- DATA FOR THIS EXERCISE -
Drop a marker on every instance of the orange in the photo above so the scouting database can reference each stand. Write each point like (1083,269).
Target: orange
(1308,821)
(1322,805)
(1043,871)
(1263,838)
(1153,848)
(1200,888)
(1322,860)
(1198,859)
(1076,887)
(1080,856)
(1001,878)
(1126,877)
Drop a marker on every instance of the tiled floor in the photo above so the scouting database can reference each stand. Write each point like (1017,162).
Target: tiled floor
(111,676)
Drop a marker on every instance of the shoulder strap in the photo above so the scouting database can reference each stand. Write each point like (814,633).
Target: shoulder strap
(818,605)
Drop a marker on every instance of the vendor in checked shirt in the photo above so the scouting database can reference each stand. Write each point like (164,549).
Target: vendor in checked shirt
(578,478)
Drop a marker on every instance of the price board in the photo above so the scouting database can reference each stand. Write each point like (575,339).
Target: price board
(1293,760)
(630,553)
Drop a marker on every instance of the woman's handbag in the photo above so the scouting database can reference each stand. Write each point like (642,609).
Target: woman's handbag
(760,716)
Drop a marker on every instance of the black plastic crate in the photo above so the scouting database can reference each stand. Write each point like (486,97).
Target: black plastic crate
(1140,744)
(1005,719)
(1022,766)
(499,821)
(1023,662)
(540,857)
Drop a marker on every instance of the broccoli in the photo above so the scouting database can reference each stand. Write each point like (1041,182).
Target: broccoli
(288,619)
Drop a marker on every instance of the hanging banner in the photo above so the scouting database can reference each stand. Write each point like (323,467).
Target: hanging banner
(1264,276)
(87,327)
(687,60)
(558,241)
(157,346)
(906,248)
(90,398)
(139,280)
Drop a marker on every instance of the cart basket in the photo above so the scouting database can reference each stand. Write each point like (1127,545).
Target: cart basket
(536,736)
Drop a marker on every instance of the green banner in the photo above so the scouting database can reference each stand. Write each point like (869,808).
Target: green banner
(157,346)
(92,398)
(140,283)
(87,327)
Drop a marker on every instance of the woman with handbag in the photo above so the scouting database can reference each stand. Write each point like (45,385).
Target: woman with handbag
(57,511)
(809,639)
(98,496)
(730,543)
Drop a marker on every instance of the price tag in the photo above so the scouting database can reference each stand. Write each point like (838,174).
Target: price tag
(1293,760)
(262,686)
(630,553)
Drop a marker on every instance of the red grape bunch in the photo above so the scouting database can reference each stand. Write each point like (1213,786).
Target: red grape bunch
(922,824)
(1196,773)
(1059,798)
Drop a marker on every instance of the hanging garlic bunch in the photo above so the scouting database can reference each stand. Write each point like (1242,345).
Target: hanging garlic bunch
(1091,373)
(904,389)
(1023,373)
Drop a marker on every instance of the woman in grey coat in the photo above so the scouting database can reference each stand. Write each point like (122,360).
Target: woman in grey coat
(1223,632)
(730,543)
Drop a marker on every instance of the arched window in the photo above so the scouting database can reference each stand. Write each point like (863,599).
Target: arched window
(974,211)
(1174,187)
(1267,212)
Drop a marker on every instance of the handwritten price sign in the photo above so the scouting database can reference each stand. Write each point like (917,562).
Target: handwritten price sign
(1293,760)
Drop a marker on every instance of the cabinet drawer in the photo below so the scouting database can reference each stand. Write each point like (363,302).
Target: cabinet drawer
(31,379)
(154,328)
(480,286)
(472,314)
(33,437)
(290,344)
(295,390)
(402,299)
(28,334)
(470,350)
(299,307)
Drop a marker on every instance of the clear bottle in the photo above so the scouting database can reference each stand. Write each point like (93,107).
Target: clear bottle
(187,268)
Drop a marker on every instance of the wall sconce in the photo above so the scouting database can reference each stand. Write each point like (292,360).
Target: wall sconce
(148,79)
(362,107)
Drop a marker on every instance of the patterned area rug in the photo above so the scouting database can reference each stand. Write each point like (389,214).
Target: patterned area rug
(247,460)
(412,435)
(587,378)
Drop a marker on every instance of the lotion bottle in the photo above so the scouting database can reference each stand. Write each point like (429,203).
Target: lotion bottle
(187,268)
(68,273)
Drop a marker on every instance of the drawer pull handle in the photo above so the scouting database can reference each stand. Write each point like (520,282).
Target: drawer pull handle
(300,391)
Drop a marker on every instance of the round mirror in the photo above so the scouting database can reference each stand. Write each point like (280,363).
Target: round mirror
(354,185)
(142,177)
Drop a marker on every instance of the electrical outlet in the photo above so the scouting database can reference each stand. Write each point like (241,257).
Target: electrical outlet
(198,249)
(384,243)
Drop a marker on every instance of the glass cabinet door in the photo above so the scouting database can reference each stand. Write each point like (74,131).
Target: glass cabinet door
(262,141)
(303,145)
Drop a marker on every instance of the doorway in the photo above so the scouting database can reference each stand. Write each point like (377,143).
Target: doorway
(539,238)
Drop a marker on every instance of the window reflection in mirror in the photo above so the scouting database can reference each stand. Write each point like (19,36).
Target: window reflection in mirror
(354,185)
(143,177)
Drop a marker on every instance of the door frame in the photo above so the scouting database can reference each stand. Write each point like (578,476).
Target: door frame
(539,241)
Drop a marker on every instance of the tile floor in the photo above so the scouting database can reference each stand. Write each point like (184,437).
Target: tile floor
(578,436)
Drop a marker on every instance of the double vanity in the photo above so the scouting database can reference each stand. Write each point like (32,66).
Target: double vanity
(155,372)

- GOAL -
Reproduce the records above exactly as they appear.

- OUTPUT FOR THIS EXERCISE -
Drop a marker on every instance of the orange in the photo above so the scouting database can reference each stand. Write each point like (1083,269).
Target: orange
(1308,821)
(1322,805)
(1043,871)
(1263,838)
(1153,848)
(1200,888)
(1322,860)
(1198,859)
(1076,887)
(1080,856)
(1001,878)
(1126,877)
Drop a marker on every instance of the tiled floor in the photo above so the scouting database can reference each stand. Write each point like (1017,162).
Target: tiled floor
(111,676)
Drop a marker on every instance of the shoulder strap in the photo above so the scouting database can reference each stand. Write each point like (814,633).
Target: shoulder strap
(818,605)
Drop a marker on every instance of the vendor in checked shirt in the photo above so the scouting database can reference each stand. Write each point like (164,549).
Target: vendor in checked shirt
(578,478)
Drop a marker on every instance of the price board in the photo above so the scouting database can reference each stand. Write each point like (575,339).
Target: price board
(1293,760)
(630,553)
Drop a marker on every instance of the woman's handbag in the photo above so the scouting database can reference each stand. Write each point like (642,609).
Target: woman's handbag
(760,716)
Drop a marker on every instance of the black plastic crate in the photo above so the scouting database can reference each stand. Write each point like (486,97).
Target: black plastic crate
(1140,744)
(1005,719)
(1022,766)
(499,821)
(1023,662)
(540,857)
Drop a marker on every instance of the broccoli in the photo above so the scouting database can reference each stand. Write each point like (1041,182).
Target: broccoli
(288,619)
Drop a marker on every instance of the hanging banner in the photo above so the scouting database can reference each stand. Write each point like (323,467).
Target: hanging banner
(1264,276)
(87,327)
(687,60)
(558,241)
(157,346)
(906,248)
(90,398)
(139,280)
Drop a marker on every instance of the cart basket in the photo above so the scouting database can reference each stand. Write each point like (1127,545).
Target: cart basket
(536,736)
Drop a marker on every instance of the green banner in the photo above so the scouting database can reference each stand. Write each point like (869,808).
Target: green banner
(157,346)
(92,398)
(140,283)
(87,327)
Drop a marker on every instance of the woman with handbag in the photo above so the scouting database can reference each stand. Write each point like (45,385).
Target: woman with handbag
(57,511)
(809,639)
(98,496)
(730,543)
Drop a marker on every instance of the price tag in the photo above so the scouting database can reference each stand. Write each point like (838,174).
Target: price tag
(1293,760)
(262,686)
(630,553)
Drop a marker on every instance of the red grape bunch in the photo above so the scouting database can reference each stand. Write each point like (1213,786).
Target: red grape bunch
(922,824)
(1196,773)
(1059,798)
Drop a marker on every instance of the hanging garlic bunch in the photo above so the scouting database can reference each stand. Write each point like (1242,345).
Target: hanging garlic bunch
(1091,373)
(904,389)
(1023,373)
Drop a marker on every instance of the woman in grey coat in the photo above so the scouting database can reference each stand. Write each point like (122,360).
Target: woman in grey coat
(1223,632)
(730,543)
Drop a marker on every instance of the arched window in the photo above so the scouting database can reference each stand. Write each point like (863,599).
Target: arched window
(974,211)
(1174,187)
(1267,212)
Drop a marker on every instance of the handwritten price sign in the photo above so the scouting database can reference each stand. Write each point like (917,562).
Target: handwritten price sign
(1293,760)
Drop a marker on every instance of the cabinet drawer in the photo below so the scouting database can reference each stand. Write each point like (363,302).
Target: cabinet drawer
(31,379)
(154,328)
(480,286)
(472,314)
(33,437)
(290,344)
(295,390)
(402,299)
(28,334)
(470,350)
(299,307)
Drop a marker on every instance of the clear bottle in the photo above so the scouting database can reference each stand. Write each point like (93,107).
Target: clear bottle
(187,268)
Drop a marker on every instance of the wall sconce in the photo above so the scouting database can reference each stand. Write each point like (292,360).
Target: wall sconce
(148,79)
(362,107)
Drop a marker on every instance of the patterned area rug in the photo above so the scouting database can reference each stand. Write each point like (389,214).
Target: patterned area rug
(247,460)
(412,435)
(587,378)
Drop a marker on every instance of the lotion bottle in the photo above so the scouting database can reference each stand. Write each point like (429,203).
Target: lotion bottle
(187,268)
(68,273)
Drop a marker on every instance of the drawer pull handle in the photo above so the scouting database can reference each stand. Write each point like (520,282).
Target: drawer pull handle
(300,391)
Drop a marker on every instance of the round mirror in the photo above so the scouting database can reference each stand. Write each point like (280,363).
Target: round mirror
(354,185)
(142,177)
Drop a marker on every instance of the electrical outlet in the photo above so the scouting database can reference each stand. Write each point like (241,257).
Target: electrical outlet
(198,249)
(384,243)
Drop a marker on every instance of the glass cabinet door in the photo above so the scouting database can reference each stand. Write each point like (74,131).
Target: glass cabinet door
(262,141)
(303,145)
Drop a marker on every instance of the doorway in the photo above so the scouting database can reference each stand. Write each point like (377,143).
Target: doorway
(539,238)
Drop a marker on every instance of the window reflection in mirror in the photo above so the scouting database can reference each stand. Write each point like (19,36).
Target: window reflection in mirror
(354,185)
(143,177)
Drop a marker on every instance of the door frame in the photo above so the scouting database can reference each stand. Write each point like (578,476).
Target: door frame
(539,241)
Drop a marker on every instance of the tile floor in the photo above so the scouting database can reference each stand. Write each point like (184,437).
Target: tile floor
(578,436)
Drop a marker on every instance of the double vanity in the photo above so the scouting database can reference each stand. Write each point like (32,66).
Target: double vanity
(155,372)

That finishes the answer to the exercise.